━━━ Page extract ━━━

So why the careful parsing of weapons to distinguish AR-15s from long guns and long guns from all guns and shootings from all deaths by violence? Why the focus on AR-15s or long guns in general when they are such a negligible percent of the tragedy? There is no good explanation. Possibly ignorance. Possibly simply that long guns look more dangerous. Hard to tell.

My point is that definitions are the critical lens by which the numbers are viewed.

Cannon is addressing a couple of fairly shocking incidents of misleading research that have come out in the past couple of weeks. One incident was uncovered by NPR of all news outlets.
In April of this year, which is to say two months after the tragedy at Stoneman High School in Parkland, Fla., and a month before the Santa Fe High School rampage in Texas, the U.S. Department of Education published a booklet stating that during the 2015-2016 academic year “nearly 240 schools in this country…reported at least 1 incident involving a school-related shooting.”

Here was a truly shocking number. It was so high that National Public Radio attempted to contact each one of them. The results? NPR could confirm exactly 11 school shootings. Two-thirds of the schools they called reported definitively that they’d had no such incident. The federal government’s figure is bogus.

━━━

Given instruction
Copy the part of the passage on gun statistics that opens with "My point is" and closes with "all news outlets.", replacing "lens" with "filter". The items after this come from a different source.

━━━ Provided information ━━━

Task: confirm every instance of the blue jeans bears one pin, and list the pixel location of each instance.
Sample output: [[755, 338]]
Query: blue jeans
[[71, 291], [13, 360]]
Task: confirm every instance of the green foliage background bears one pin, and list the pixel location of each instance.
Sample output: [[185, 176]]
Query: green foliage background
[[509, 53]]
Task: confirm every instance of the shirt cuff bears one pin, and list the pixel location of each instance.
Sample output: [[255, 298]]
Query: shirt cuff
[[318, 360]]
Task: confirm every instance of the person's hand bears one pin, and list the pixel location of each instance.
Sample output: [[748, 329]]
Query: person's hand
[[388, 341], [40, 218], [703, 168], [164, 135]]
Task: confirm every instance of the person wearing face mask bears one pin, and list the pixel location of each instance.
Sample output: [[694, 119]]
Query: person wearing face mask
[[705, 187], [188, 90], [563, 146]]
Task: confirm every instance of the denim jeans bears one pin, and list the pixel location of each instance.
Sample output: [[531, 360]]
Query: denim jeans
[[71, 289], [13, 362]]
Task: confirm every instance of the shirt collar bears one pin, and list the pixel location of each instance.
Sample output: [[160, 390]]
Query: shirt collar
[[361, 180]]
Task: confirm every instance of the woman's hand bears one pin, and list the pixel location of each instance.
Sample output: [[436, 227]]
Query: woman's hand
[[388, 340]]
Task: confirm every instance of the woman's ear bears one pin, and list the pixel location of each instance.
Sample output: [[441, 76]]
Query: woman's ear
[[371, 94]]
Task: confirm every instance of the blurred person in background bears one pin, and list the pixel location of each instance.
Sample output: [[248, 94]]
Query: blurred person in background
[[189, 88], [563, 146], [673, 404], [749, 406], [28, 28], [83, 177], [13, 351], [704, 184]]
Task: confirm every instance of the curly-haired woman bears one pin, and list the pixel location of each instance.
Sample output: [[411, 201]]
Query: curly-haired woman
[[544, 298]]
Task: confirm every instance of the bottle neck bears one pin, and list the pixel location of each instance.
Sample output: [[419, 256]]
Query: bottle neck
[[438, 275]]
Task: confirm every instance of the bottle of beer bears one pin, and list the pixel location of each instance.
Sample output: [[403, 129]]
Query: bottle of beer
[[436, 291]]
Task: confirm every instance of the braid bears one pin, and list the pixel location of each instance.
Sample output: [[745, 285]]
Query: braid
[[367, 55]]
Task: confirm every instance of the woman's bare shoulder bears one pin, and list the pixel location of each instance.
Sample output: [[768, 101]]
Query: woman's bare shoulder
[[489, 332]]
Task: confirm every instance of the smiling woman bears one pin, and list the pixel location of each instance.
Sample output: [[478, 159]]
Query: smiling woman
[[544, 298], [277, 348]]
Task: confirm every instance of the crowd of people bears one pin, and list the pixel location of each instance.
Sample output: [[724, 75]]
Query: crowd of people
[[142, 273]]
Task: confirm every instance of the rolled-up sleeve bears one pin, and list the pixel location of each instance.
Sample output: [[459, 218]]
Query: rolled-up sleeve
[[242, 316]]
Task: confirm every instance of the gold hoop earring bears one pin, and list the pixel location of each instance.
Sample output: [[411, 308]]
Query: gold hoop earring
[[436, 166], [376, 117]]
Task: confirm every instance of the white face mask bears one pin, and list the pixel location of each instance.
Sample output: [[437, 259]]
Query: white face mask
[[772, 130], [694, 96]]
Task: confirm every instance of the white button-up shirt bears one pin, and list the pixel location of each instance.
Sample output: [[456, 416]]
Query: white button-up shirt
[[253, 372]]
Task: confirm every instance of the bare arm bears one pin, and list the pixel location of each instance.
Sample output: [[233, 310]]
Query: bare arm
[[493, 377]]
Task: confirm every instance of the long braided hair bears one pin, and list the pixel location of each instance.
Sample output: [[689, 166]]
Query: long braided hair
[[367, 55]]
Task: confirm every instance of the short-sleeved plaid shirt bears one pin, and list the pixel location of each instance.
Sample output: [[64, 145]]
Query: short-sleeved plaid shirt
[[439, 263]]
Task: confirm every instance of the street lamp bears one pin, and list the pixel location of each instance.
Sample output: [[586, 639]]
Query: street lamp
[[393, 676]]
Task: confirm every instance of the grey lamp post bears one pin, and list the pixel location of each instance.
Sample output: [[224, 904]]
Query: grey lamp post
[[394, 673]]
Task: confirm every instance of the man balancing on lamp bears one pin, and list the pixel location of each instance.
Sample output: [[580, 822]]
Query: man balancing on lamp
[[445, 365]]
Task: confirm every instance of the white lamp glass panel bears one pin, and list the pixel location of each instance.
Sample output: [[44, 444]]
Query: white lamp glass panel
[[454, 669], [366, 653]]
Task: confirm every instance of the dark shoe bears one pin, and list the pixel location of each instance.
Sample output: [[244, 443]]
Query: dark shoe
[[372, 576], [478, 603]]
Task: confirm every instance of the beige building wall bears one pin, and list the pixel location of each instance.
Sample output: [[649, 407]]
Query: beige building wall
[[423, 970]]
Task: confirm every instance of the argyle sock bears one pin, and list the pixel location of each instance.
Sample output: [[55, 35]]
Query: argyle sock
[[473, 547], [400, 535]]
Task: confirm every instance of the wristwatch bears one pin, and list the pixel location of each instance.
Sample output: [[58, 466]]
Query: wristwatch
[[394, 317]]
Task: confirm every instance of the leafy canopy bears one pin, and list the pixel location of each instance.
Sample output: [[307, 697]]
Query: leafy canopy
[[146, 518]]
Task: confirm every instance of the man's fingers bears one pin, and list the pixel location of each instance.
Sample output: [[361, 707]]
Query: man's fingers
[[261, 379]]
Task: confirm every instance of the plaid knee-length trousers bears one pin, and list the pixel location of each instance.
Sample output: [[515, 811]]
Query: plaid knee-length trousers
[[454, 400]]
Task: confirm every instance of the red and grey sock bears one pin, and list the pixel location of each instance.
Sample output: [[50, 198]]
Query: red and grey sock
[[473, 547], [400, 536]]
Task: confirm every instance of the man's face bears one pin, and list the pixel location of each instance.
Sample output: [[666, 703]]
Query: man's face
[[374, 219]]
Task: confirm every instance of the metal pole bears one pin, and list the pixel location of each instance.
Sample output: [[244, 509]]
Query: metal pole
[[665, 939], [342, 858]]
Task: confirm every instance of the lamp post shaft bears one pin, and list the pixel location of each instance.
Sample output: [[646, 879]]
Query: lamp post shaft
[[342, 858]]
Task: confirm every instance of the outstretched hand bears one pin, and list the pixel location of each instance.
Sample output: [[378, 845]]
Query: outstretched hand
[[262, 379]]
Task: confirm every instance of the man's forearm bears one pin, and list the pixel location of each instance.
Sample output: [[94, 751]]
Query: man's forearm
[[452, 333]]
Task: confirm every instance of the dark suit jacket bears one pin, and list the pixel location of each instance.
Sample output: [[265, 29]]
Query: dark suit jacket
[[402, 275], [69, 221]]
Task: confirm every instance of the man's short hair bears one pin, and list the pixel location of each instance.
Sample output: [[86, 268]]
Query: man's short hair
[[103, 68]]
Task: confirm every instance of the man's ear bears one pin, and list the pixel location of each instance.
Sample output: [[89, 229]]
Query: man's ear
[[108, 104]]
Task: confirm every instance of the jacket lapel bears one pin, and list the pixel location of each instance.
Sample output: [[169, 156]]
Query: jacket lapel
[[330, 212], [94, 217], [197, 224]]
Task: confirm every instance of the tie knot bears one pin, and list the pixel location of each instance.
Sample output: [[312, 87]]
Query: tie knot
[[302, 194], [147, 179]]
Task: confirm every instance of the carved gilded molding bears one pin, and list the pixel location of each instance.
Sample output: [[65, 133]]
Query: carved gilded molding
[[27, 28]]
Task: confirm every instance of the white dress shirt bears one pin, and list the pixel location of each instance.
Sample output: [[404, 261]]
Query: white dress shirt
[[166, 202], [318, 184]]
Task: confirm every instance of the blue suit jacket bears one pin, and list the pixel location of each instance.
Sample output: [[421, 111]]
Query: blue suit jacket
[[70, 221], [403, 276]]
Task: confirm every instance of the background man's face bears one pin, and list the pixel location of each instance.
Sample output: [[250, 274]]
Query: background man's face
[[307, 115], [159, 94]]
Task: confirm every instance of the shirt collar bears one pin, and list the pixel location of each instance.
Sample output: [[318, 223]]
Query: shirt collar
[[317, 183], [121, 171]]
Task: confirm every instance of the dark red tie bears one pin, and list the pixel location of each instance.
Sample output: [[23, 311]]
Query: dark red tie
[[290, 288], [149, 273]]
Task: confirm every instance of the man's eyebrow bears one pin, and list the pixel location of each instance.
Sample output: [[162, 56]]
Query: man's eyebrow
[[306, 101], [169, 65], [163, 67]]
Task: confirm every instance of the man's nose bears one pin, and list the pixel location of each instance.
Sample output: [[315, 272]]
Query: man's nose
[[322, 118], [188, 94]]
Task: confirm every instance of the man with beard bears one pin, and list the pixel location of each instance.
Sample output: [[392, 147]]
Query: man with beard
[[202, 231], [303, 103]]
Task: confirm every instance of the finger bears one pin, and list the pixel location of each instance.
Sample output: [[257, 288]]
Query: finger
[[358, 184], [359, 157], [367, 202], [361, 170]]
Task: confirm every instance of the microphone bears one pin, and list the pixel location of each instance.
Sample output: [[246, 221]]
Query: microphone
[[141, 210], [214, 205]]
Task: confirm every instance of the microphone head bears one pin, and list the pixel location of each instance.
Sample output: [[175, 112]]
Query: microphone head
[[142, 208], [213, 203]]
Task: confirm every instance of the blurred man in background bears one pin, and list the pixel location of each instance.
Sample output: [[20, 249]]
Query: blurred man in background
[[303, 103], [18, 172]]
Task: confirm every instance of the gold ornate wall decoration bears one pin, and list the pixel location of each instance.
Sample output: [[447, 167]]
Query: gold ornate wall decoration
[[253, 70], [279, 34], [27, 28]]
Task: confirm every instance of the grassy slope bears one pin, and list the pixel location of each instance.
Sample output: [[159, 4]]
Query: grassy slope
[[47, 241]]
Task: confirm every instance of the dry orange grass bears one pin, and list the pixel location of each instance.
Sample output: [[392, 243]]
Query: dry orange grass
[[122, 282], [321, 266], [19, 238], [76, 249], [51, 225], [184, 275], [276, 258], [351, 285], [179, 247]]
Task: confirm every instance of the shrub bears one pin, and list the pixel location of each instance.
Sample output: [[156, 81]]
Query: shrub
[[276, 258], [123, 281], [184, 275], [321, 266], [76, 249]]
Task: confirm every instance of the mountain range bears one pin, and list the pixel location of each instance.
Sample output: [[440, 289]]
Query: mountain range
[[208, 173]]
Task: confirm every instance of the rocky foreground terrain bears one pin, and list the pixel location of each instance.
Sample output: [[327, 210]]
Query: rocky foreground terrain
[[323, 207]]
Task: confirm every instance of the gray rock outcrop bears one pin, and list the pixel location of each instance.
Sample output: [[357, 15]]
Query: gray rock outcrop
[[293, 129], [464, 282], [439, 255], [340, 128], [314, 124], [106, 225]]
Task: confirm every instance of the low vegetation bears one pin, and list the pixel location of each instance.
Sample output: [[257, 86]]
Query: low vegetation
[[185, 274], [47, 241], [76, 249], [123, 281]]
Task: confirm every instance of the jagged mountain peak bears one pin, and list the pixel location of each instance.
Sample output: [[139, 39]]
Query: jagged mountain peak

━━━

Answer to this task
My point is that definitions are the critical filter by which the numbers are viewed.

Cannon is addressing a couple of fairly shocking incidents of misleading research that have come out in the past couple of weeks. One incident was uncovered by NPR of all news outlets.